*Task prompt*:
All lines from the one that contains "Label the sparse" through the final line of the entries must be repeated exactly. No other lines belong in the output.

*Data under study*:
---*---
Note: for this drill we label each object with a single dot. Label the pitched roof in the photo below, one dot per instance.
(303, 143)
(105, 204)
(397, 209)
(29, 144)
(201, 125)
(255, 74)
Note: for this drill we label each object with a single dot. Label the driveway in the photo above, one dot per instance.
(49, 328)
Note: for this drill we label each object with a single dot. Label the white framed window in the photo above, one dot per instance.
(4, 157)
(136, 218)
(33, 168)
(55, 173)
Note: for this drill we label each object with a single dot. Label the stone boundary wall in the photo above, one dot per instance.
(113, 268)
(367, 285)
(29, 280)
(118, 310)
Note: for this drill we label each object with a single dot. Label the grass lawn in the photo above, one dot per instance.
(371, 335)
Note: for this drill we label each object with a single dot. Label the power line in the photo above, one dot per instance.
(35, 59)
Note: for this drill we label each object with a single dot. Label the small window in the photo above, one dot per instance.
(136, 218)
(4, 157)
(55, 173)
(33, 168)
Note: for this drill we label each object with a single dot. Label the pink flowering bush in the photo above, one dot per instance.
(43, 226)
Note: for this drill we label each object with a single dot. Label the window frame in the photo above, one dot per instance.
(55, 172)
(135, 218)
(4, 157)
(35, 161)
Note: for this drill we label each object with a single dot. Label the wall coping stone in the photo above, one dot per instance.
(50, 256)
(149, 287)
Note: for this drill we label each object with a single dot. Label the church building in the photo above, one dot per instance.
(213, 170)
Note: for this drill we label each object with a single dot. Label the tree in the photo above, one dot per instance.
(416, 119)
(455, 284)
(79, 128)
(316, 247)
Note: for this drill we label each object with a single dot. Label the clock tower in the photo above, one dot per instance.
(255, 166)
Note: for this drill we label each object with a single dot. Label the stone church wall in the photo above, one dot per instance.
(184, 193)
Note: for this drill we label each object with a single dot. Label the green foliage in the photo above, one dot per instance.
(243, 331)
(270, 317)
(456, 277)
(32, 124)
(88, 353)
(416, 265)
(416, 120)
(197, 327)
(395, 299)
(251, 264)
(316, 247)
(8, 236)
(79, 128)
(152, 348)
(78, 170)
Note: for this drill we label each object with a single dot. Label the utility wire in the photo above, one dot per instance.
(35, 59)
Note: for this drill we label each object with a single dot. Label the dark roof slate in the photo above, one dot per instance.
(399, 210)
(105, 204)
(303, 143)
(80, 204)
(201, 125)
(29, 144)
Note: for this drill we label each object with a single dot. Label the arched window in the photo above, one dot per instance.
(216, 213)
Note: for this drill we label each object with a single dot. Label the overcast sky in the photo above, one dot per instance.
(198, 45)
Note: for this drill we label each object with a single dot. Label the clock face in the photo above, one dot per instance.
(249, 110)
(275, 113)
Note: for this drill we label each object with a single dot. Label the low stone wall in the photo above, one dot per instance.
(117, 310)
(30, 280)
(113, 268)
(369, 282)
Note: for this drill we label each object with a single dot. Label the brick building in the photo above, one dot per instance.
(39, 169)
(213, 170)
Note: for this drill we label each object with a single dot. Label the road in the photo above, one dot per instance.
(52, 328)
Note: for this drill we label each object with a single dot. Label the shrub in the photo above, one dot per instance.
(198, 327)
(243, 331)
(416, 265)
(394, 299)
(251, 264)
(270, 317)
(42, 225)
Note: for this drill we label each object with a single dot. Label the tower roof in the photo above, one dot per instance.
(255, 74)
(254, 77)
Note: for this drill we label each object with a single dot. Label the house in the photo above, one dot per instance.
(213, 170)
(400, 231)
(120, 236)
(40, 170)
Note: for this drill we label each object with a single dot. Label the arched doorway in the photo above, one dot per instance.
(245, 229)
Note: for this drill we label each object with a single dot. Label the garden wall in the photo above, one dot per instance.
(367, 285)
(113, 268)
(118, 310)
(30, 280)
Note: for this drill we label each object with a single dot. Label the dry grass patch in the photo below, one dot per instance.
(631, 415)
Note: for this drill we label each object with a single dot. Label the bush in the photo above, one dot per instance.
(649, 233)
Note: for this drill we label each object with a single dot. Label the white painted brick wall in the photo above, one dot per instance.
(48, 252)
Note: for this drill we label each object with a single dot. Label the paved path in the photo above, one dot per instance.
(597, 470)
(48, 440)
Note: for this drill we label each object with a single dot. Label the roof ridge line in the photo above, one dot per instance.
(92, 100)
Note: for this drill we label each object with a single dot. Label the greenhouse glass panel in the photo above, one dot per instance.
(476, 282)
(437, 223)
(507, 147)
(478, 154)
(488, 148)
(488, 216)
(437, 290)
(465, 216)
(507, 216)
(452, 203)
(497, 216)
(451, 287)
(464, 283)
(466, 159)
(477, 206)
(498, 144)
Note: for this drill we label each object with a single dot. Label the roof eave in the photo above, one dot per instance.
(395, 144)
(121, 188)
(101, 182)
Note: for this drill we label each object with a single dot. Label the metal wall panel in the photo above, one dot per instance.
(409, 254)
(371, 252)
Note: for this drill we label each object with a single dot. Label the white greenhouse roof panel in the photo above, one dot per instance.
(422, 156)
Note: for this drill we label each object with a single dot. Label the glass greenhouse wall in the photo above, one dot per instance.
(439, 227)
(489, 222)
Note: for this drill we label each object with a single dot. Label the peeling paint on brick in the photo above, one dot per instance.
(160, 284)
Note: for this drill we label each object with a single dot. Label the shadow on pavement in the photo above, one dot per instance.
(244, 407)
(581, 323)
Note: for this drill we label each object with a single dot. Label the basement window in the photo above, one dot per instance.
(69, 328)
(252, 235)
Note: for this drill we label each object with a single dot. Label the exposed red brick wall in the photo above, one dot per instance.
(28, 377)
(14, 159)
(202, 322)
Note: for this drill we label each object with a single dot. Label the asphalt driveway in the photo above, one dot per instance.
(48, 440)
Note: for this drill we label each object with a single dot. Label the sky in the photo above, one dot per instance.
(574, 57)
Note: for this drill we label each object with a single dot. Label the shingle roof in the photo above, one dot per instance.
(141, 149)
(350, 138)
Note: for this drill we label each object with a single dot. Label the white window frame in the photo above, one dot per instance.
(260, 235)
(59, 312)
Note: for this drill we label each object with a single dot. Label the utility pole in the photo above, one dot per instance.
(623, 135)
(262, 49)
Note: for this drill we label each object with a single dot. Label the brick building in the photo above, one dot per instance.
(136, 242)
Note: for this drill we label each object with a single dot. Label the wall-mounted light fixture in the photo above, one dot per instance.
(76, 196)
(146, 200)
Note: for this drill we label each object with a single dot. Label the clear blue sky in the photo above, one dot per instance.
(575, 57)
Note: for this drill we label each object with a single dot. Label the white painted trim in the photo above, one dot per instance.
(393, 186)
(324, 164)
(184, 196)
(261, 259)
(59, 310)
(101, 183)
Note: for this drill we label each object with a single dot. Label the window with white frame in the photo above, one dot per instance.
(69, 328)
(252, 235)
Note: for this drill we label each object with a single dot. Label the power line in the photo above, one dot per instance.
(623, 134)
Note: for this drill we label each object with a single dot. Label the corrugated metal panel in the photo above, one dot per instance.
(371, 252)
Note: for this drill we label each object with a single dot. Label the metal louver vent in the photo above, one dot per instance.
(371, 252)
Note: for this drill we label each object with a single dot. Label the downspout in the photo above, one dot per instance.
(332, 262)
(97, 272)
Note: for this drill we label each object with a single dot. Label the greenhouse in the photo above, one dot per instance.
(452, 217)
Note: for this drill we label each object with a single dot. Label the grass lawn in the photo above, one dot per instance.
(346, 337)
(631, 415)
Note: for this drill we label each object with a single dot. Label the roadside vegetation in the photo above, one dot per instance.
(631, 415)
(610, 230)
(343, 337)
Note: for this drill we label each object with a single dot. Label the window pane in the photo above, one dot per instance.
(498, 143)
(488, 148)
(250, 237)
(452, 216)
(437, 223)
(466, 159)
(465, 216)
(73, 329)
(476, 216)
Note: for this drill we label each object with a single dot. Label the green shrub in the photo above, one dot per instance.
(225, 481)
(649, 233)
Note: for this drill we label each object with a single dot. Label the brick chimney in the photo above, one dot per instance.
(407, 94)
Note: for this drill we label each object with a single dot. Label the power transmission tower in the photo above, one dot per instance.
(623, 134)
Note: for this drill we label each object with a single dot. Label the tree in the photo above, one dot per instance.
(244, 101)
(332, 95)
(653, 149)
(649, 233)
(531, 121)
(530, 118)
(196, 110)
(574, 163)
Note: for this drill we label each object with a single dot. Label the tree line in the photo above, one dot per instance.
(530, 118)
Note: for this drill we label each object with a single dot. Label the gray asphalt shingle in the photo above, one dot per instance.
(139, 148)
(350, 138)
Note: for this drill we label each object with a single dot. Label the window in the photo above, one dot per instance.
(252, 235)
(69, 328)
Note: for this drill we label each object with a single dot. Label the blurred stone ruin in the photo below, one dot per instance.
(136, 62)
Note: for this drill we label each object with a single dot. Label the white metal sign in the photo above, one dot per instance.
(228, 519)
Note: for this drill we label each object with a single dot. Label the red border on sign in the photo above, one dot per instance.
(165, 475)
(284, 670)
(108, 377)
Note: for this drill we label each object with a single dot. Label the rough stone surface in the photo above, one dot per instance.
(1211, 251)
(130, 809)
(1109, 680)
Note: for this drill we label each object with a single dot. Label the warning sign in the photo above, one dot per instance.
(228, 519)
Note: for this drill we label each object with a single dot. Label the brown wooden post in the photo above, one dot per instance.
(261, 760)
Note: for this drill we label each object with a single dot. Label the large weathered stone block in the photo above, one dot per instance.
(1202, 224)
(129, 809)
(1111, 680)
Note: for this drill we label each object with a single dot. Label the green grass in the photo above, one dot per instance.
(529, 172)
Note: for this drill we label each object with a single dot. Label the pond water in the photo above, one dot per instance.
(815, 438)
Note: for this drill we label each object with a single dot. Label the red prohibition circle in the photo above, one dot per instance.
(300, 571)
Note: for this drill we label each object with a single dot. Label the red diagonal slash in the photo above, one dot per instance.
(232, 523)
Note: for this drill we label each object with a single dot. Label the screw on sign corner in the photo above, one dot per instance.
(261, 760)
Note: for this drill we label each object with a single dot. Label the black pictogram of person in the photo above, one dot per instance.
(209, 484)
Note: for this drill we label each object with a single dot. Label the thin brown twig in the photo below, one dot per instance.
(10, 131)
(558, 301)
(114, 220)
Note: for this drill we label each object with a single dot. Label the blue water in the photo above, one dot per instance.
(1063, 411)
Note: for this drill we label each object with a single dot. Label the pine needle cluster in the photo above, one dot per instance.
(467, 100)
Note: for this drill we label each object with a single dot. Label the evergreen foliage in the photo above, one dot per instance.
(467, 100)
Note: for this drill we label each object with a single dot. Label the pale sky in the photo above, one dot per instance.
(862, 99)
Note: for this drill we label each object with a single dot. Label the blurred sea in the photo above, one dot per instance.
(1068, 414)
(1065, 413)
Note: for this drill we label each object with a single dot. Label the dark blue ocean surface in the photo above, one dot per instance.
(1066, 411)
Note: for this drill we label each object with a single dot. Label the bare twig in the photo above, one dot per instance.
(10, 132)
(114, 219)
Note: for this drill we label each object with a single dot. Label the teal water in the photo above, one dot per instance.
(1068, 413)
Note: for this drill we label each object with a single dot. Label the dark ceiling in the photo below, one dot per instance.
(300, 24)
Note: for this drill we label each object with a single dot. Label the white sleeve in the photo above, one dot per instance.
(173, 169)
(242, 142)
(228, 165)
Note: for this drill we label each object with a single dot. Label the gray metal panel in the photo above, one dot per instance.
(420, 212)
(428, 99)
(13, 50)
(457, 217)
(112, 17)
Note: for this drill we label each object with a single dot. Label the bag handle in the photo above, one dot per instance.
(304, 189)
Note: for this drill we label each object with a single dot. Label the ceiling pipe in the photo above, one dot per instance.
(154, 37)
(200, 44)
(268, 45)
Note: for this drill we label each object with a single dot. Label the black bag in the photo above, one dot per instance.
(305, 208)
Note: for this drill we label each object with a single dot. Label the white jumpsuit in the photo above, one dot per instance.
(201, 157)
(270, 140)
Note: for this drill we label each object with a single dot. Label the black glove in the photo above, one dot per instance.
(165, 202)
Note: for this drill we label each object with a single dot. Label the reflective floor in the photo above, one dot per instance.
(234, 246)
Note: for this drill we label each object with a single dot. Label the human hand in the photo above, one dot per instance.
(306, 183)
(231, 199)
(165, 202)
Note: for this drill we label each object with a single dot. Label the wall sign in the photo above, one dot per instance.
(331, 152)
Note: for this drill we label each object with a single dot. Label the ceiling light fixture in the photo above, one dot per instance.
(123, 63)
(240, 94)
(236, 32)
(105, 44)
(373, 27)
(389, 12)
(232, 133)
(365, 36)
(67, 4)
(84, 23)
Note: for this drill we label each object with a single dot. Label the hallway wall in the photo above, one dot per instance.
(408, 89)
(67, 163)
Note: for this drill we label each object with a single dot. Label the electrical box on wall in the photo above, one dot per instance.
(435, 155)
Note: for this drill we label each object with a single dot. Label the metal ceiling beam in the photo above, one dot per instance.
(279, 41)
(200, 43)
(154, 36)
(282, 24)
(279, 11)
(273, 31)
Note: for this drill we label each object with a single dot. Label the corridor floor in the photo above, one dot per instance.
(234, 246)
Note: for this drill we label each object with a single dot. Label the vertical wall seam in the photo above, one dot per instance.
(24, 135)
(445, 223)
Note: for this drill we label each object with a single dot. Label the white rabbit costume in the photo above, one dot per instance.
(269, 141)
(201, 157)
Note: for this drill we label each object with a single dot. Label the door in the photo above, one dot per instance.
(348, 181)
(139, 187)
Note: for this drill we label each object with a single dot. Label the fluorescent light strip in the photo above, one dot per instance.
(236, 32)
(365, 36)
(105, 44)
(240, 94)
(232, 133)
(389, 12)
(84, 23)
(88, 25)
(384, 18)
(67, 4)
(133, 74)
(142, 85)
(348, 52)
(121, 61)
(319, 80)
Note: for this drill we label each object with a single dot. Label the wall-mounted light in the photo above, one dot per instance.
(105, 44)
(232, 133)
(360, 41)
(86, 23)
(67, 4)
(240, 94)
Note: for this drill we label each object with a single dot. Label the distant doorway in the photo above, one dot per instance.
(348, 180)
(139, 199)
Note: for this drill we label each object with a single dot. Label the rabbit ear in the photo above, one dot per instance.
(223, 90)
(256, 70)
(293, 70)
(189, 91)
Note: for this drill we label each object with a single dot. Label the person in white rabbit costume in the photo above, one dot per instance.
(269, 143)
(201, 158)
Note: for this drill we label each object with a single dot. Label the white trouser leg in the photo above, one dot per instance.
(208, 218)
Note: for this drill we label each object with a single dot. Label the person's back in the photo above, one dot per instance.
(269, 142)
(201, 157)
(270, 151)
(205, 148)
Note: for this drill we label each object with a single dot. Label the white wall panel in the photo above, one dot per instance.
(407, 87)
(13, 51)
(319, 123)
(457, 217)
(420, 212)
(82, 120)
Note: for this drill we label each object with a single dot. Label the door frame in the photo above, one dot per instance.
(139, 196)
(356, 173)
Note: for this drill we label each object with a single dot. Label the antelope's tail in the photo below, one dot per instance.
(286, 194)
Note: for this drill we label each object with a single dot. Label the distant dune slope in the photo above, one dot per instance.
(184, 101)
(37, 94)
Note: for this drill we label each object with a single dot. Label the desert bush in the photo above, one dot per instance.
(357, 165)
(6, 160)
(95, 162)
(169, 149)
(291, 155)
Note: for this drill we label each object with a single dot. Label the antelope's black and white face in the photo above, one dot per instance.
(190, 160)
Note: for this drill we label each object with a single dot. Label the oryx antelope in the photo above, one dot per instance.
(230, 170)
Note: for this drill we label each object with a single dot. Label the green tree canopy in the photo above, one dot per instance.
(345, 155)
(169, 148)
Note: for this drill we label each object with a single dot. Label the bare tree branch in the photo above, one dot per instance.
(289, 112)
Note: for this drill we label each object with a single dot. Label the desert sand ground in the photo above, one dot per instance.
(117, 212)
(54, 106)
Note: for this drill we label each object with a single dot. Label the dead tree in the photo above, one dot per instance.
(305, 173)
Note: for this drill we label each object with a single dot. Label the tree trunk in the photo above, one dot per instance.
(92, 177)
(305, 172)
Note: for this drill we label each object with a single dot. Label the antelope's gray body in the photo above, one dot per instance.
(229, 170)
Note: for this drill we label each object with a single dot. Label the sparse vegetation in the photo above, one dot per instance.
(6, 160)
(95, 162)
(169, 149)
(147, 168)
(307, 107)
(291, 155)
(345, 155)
---*---
*Response box*:
Note: for this drill we label each object with a single dot. Label the sparse vegetation in the photo above, one dot per instance.
(6, 160)
(95, 162)
(169, 149)
(147, 168)
(307, 107)
(291, 155)
(345, 155)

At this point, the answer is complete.